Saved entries
↓

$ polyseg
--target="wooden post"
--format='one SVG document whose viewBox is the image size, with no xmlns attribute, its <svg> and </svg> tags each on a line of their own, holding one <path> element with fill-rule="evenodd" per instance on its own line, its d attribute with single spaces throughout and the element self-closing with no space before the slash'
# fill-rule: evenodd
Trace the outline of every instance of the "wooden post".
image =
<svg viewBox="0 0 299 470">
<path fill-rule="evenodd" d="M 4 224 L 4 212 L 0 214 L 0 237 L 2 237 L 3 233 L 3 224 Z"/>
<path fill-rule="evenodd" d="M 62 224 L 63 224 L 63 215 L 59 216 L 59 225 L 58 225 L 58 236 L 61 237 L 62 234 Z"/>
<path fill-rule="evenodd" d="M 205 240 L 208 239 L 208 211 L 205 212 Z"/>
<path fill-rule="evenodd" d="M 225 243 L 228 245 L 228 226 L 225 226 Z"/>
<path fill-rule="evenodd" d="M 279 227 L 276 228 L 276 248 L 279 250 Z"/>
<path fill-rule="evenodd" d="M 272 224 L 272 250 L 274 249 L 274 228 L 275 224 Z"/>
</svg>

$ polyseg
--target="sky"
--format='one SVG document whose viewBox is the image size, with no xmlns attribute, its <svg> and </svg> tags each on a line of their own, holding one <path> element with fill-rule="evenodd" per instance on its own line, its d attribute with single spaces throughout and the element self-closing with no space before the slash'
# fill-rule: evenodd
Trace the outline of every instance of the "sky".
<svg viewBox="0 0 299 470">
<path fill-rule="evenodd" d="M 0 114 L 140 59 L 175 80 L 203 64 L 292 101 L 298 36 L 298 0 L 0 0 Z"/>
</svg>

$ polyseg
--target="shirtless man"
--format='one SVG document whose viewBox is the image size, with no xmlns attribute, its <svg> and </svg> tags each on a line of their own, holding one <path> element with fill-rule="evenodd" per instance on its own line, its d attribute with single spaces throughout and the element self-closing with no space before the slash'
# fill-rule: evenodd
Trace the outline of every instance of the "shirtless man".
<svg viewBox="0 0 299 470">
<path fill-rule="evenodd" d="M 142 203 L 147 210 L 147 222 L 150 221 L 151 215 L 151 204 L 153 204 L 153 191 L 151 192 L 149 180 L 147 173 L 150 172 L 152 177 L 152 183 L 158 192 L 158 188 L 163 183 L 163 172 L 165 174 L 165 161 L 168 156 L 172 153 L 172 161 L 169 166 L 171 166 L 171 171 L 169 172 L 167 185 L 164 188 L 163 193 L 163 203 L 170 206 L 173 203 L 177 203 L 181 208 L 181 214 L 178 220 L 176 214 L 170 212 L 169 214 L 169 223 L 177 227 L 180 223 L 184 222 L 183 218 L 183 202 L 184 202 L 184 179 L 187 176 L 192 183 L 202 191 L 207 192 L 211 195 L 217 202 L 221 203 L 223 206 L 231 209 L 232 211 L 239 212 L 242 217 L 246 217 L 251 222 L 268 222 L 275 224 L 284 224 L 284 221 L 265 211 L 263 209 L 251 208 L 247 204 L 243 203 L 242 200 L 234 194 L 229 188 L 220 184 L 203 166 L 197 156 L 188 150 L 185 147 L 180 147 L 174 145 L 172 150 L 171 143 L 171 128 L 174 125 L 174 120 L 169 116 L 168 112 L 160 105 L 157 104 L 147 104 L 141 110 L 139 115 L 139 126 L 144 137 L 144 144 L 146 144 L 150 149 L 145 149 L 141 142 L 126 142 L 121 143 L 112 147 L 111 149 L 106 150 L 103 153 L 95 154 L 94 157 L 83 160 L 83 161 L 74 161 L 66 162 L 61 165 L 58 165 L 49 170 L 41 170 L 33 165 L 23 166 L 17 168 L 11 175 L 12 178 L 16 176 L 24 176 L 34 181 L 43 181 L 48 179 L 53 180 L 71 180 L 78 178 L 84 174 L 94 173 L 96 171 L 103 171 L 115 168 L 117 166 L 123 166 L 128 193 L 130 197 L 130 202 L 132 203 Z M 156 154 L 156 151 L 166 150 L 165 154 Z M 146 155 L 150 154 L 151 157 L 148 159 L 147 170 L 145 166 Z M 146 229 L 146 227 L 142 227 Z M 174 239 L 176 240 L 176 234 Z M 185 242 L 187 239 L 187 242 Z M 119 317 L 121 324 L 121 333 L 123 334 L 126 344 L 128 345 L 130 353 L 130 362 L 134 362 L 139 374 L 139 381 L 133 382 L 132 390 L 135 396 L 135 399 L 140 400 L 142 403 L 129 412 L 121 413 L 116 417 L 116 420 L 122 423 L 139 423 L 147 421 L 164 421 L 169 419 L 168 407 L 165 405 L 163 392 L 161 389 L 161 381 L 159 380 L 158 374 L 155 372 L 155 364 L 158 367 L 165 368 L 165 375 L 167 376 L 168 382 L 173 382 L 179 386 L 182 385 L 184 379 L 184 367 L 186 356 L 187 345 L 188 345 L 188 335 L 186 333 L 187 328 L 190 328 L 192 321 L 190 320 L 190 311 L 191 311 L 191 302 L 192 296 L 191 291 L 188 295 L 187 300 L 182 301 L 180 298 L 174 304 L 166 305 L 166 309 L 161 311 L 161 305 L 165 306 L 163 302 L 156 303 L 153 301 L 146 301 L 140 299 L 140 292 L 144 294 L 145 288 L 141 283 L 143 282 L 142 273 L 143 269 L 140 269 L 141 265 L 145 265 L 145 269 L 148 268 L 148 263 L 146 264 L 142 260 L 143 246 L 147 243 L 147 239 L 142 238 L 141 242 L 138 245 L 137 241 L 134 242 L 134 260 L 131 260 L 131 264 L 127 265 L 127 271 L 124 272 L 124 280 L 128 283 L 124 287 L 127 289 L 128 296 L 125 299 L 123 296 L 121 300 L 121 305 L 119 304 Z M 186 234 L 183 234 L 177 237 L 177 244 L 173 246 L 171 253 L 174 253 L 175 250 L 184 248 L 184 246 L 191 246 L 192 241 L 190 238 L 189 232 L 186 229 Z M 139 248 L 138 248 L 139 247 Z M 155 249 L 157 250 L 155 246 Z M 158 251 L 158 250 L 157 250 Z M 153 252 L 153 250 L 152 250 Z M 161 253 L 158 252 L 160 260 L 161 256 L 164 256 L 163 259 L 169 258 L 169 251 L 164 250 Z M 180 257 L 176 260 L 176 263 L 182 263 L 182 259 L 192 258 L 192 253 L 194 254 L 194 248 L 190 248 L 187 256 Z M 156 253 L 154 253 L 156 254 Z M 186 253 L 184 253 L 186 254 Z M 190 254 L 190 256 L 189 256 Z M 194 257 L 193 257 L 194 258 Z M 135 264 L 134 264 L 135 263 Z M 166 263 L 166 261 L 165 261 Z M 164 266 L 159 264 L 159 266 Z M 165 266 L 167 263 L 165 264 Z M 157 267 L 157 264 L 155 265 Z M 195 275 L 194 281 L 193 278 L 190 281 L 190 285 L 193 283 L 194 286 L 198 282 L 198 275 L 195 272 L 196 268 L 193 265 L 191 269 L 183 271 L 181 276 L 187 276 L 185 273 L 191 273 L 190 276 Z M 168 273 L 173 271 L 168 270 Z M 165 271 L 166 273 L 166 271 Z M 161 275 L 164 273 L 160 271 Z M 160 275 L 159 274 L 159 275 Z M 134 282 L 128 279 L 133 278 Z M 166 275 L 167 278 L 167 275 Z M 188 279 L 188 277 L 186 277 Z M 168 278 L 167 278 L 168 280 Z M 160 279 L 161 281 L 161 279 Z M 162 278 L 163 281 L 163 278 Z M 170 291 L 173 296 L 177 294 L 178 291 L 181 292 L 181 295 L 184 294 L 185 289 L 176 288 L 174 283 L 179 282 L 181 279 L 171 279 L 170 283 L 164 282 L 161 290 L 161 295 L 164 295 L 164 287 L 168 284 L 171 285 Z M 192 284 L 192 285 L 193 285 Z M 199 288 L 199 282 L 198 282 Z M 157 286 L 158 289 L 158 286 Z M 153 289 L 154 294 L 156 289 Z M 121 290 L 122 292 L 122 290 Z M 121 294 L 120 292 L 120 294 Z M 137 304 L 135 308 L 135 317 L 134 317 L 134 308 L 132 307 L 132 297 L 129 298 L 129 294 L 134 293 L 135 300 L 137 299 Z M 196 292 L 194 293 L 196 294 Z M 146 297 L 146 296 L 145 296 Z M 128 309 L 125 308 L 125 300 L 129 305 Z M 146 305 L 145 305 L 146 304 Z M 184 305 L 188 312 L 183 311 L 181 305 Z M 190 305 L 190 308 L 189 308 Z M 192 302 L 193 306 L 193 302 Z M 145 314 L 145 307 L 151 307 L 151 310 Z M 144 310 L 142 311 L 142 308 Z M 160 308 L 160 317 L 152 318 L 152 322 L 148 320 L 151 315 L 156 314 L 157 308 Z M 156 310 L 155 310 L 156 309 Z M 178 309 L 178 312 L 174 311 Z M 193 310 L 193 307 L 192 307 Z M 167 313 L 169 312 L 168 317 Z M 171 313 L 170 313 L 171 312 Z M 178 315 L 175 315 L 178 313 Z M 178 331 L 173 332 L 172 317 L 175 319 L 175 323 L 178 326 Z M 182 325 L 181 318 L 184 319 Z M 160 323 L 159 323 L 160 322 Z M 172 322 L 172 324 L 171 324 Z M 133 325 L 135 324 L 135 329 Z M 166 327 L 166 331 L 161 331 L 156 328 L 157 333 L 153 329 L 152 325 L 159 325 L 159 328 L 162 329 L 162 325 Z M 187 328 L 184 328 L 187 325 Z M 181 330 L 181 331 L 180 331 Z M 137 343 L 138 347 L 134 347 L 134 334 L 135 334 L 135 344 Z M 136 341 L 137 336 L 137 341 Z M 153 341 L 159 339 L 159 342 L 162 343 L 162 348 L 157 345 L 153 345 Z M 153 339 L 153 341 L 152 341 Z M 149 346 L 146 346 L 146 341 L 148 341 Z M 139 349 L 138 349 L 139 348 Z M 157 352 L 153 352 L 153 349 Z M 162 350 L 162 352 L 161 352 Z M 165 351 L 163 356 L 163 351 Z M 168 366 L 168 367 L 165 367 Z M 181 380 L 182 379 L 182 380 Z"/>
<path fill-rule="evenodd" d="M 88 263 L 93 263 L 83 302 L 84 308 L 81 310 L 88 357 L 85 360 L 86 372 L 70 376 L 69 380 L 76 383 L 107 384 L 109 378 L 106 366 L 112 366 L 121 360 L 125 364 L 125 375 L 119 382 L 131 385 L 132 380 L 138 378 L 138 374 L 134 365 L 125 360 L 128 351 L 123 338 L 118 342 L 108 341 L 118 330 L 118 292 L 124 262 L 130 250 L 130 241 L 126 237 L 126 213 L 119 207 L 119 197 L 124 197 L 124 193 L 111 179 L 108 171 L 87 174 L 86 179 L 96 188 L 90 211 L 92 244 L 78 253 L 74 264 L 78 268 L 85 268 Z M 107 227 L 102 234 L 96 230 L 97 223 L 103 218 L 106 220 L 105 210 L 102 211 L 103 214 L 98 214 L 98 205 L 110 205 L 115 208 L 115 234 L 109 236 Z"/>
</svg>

↑

*Brief*. Show a copy of each line from the records above in which the string "outline" occurs.

*Answer for this exercise*.
Trace the outline of every instance of the "wooden post".
Trace the outline of every instance of the "sky".
Trace the outline of every instance of the "shirtless man".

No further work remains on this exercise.